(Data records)
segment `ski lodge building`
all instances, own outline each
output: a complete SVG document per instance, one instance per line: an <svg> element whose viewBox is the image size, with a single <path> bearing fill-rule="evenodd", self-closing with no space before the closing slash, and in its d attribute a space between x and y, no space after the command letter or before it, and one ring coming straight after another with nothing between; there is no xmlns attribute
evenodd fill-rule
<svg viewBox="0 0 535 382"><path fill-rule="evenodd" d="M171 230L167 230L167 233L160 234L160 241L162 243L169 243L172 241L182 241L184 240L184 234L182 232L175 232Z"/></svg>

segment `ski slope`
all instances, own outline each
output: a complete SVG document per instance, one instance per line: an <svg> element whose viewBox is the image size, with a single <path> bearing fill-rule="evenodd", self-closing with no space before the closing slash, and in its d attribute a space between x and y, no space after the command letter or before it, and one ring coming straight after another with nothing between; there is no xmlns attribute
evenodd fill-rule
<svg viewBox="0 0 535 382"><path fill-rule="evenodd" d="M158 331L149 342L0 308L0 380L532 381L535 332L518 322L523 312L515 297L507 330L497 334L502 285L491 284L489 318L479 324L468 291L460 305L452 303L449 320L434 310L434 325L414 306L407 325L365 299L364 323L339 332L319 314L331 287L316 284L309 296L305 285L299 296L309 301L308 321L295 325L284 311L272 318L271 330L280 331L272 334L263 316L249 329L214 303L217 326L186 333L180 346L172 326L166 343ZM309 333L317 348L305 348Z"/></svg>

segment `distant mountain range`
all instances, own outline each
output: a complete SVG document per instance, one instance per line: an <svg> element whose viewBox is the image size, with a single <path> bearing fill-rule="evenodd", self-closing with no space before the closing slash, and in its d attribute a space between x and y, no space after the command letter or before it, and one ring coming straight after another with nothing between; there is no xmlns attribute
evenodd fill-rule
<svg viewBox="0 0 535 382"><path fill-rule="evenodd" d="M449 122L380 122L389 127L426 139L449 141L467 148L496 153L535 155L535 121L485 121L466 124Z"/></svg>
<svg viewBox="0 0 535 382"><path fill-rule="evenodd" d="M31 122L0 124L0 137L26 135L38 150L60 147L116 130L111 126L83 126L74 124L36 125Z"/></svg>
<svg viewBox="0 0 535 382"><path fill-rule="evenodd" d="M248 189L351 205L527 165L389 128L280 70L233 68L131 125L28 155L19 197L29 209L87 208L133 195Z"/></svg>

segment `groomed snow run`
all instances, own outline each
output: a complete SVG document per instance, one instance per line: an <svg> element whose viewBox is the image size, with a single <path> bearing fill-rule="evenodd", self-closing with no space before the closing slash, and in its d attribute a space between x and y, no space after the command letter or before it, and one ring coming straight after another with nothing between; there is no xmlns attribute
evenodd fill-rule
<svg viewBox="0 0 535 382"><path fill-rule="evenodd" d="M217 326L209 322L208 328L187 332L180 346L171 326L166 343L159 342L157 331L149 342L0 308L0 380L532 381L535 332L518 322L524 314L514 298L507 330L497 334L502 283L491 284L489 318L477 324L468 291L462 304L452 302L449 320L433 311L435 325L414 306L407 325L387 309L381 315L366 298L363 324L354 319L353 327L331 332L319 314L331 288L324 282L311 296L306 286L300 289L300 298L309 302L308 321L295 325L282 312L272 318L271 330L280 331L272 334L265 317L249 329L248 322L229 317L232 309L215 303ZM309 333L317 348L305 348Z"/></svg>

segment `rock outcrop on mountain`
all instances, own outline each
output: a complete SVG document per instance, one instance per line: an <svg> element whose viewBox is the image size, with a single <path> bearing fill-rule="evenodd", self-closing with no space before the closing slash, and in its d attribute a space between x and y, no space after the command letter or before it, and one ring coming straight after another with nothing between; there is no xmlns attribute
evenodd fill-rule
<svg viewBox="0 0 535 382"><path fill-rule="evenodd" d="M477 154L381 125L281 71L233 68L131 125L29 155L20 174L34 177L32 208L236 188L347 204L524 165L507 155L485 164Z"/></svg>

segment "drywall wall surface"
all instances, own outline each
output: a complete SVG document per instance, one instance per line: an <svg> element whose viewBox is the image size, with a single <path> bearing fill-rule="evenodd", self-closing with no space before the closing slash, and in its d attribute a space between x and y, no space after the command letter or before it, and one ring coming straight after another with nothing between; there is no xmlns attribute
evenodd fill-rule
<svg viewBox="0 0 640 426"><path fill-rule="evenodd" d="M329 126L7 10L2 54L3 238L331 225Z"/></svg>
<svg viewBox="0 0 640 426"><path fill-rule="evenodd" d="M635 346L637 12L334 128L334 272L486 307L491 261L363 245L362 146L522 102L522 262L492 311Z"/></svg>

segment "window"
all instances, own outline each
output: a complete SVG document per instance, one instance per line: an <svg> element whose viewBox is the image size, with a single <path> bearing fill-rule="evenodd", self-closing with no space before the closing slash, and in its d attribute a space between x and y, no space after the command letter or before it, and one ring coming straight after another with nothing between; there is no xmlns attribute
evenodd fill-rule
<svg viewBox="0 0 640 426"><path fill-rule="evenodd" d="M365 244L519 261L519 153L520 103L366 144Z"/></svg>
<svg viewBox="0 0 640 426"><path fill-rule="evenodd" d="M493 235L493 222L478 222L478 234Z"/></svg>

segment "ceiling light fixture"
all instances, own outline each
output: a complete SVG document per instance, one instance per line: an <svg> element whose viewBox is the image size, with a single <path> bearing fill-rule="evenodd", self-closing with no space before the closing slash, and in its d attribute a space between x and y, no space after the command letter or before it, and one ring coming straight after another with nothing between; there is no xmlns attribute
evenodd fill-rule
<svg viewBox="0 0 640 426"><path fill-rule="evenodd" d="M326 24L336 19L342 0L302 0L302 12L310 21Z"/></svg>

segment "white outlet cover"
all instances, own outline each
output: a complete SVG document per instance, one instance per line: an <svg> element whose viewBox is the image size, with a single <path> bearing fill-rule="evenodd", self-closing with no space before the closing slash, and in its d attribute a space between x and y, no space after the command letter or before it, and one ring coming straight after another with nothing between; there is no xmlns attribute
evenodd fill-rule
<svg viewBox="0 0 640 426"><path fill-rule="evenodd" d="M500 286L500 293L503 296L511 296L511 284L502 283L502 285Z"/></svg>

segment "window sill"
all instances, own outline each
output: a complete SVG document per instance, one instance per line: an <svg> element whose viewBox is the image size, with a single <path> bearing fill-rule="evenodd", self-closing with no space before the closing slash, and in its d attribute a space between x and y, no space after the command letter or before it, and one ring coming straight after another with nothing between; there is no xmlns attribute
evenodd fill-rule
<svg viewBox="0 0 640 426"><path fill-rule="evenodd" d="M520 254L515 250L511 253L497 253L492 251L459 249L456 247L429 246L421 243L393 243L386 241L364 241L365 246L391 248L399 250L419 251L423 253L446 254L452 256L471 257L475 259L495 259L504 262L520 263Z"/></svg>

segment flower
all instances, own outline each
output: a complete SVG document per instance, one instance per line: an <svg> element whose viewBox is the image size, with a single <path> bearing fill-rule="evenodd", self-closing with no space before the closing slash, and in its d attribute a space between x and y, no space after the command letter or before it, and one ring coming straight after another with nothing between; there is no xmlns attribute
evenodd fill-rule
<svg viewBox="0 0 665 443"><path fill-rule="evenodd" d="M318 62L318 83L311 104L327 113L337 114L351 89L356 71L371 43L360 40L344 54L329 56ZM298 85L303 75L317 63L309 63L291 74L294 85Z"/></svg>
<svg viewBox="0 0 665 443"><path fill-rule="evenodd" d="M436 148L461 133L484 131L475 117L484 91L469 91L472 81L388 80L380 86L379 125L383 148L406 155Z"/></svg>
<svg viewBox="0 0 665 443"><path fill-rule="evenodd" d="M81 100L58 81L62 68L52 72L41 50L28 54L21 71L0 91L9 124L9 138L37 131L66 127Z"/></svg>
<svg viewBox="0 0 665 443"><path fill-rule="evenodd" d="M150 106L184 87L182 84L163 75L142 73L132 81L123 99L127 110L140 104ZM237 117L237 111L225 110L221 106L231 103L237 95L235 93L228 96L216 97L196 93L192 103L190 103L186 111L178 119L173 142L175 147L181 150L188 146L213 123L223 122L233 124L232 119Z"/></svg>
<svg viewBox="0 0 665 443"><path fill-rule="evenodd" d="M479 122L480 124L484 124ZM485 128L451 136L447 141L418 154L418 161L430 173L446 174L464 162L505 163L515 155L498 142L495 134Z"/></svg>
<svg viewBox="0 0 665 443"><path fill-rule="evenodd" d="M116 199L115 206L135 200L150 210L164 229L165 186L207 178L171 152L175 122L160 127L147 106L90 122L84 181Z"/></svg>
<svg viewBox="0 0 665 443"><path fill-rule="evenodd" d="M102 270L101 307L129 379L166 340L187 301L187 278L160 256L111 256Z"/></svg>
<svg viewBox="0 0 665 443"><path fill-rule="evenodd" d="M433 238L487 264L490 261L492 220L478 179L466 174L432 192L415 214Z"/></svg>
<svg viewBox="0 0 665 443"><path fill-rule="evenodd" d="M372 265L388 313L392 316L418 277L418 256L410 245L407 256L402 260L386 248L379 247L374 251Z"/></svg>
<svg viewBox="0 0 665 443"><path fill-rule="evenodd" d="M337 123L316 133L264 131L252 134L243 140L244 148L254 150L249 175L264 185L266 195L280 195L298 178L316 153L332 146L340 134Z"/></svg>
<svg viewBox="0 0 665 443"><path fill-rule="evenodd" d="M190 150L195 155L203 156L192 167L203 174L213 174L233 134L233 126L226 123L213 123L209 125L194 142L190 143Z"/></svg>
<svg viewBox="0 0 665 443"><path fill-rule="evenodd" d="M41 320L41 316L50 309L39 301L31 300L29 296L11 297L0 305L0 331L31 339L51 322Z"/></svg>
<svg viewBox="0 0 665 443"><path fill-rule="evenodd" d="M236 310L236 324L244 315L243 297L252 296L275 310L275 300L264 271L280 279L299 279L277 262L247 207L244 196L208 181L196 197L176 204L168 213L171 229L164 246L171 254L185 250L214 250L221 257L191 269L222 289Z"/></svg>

_Problem to solve_.
Reproduce the entries word for word, starting at the very beginning and ending at the line that contains "381L535 332L518 322L523". Include that final line.

_Output of the exercise_.
segment `ski lodge building`
all instances, own outline each
output: a complete SVG document per instance, one instance per line: an <svg> element whose viewBox is the image size, with a single <path> bearing fill-rule="evenodd", self-closing with no space before the closing slash, and in its d attribute a space between x and y, no space after the command letter or before it, and one ring coming straight after another with nothing between; there is no xmlns attribute
evenodd fill-rule
<svg viewBox="0 0 535 382"><path fill-rule="evenodd" d="M171 230L167 230L167 233L160 234L160 241L162 243L169 243L172 241L182 241L184 240L184 234L182 232L175 232Z"/></svg>

segment `ski slope`
all instances, own outline each
output: a complete SVG document per instance, one instance per line: an <svg> element whose viewBox is the image size, with a single <path> bearing fill-rule="evenodd", self-closing with no space before the closing slash, and in its d attribute a space between x and y, no space after the command letter or before it, and one ring coming straight after another with nothing between; there is no xmlns attribute
evenodd fill-rule
<svg viewBox="0 0 535 382"><path fill-rule="evenodd" d="M158 331L149 342L0 308L0 380L532 381L535 332L518 322L523 312L515 297L507 330L497 334L502 285L491 284L489 318L479 324L468 291L460 305L452 303L449 320L434 310L434 325L414 306L407 325L365 299L364 323L339 332L319 314L331 287L316 284L309 296L305 285L299 296L309 301L308 321L295 325L284 311L272 318L271 330L280 331L272 334L263 316L249 329L214 303L217 326L186 333L180 346L172 326L166 343ZM309 333L317 348L305 348Z"/></svg>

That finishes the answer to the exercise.